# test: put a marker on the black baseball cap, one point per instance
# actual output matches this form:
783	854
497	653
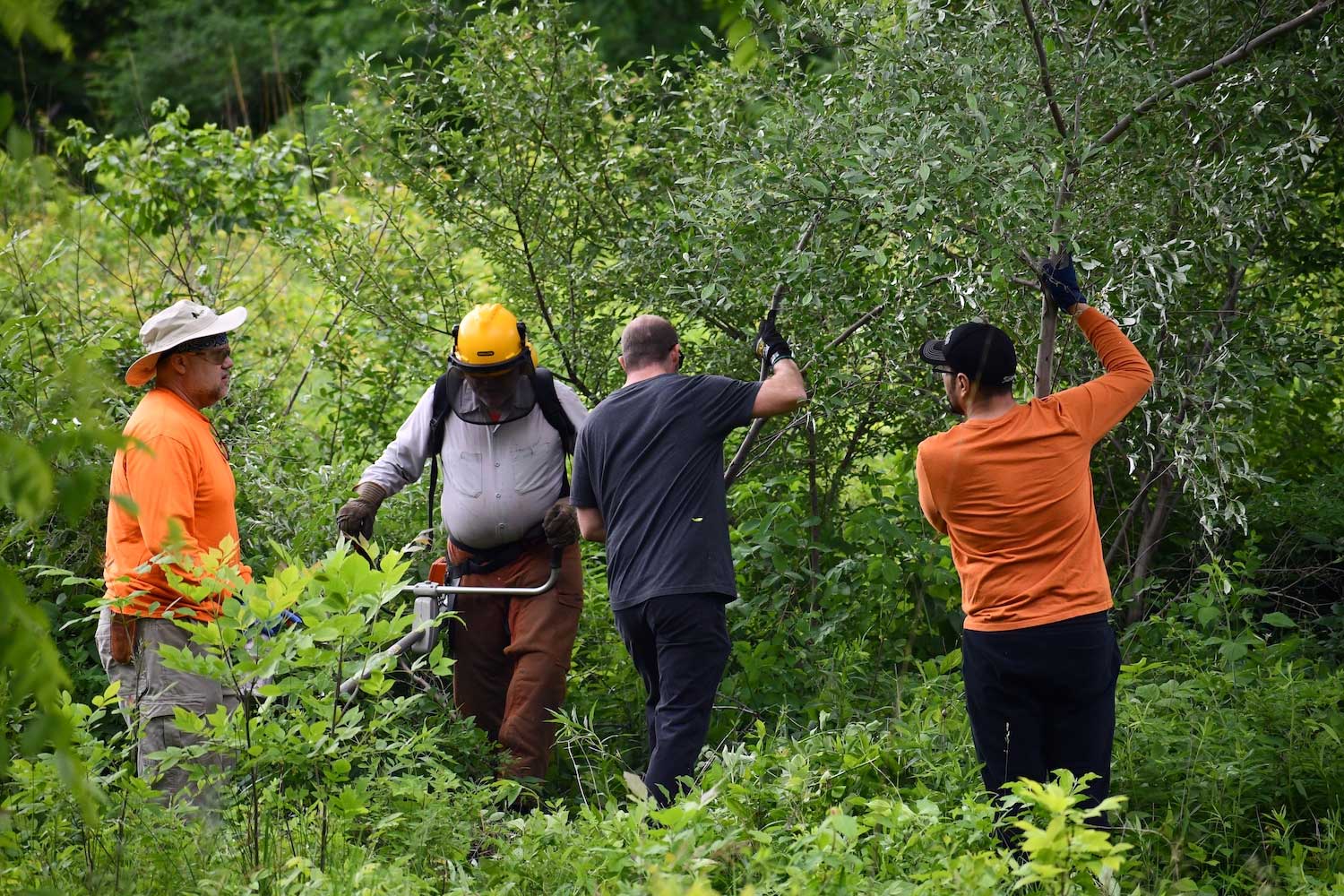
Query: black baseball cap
980	351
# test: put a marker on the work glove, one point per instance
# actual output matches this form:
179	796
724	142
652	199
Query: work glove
561	524
771	346
1061	281
357	517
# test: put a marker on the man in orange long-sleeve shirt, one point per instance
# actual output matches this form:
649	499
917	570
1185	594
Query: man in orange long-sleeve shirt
1011	487
172	501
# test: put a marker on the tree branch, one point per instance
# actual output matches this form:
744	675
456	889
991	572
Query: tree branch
1201	74
1045	70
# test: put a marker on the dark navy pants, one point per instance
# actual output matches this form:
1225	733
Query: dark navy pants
680	646
1042	699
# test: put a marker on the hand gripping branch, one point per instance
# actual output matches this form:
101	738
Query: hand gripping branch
776	300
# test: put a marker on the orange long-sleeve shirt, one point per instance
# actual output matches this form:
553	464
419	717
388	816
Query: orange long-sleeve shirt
1013	495
175	471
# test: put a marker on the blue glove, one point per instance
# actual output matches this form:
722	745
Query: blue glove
771	346
1061	281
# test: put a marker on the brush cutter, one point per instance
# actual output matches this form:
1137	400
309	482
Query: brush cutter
435	598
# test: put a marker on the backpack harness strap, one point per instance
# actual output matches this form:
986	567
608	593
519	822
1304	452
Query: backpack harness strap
446	390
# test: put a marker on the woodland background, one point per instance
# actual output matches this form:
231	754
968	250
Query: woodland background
358	175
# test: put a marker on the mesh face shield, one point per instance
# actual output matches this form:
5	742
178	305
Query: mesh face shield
488	401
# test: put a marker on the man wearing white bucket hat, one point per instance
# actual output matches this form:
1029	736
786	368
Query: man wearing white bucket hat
172	501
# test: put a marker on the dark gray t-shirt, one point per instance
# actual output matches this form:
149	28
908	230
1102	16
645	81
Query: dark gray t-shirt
650	458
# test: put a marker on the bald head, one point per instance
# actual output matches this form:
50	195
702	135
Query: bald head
647	340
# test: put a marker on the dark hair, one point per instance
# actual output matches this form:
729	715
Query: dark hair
986	390
199	344
647	340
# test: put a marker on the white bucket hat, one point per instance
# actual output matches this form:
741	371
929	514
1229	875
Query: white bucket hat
174	325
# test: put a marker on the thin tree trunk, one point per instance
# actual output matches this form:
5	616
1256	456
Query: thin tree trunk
1152	535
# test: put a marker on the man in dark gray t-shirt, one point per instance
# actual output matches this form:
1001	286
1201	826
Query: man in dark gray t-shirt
648	479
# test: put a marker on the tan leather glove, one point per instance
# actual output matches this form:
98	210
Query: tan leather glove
561	524
357	516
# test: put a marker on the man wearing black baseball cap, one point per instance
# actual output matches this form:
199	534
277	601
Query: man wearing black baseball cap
1011	487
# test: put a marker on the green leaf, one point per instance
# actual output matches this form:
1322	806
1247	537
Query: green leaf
1279	621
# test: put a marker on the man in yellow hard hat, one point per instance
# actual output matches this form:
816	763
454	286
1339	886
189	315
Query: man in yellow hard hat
502	429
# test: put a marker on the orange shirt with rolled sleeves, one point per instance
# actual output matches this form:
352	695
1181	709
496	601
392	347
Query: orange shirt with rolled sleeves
177	476
1013	495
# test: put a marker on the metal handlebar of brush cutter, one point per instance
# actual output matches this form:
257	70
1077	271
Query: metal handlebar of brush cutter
433	600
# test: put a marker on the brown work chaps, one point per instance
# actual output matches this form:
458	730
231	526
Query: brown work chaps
513	653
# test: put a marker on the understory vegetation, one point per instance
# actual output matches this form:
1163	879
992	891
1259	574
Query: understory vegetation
898	168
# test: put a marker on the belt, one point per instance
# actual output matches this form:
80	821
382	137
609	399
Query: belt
486	560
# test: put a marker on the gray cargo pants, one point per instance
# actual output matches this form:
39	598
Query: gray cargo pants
151	692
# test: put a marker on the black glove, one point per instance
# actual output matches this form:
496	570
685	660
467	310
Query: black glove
561	524
1061	281
771	346
357	516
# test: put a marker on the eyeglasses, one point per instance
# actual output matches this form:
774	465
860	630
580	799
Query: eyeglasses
215	357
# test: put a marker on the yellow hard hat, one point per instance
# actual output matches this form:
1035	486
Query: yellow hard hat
489	339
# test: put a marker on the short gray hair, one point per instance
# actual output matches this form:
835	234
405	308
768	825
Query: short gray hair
647	340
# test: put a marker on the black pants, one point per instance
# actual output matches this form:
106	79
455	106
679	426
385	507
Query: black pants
1042	699
680	646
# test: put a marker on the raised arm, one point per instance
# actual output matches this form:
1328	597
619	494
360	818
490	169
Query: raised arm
784	392
1097	406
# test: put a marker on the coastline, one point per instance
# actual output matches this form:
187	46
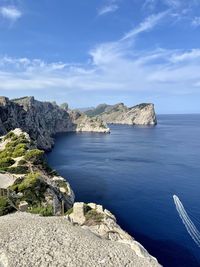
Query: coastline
93	218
_ _ _
**Task:** Output the entries again without any changes, from the line containing "# test: put a marker on the raised" up to and including the last line of the entries, and leave the pictures out.

**Answer below:**
# test: put a marker on the raised arm, one point per instance
# actual output matches this form:
1328	597
619	494
360	818
490	169
Query: raised arm
784	392
1097	406
# test: put a marker on the coastline, one point per instance
# actual output matches this form:
187	46
Query: coastline
93	218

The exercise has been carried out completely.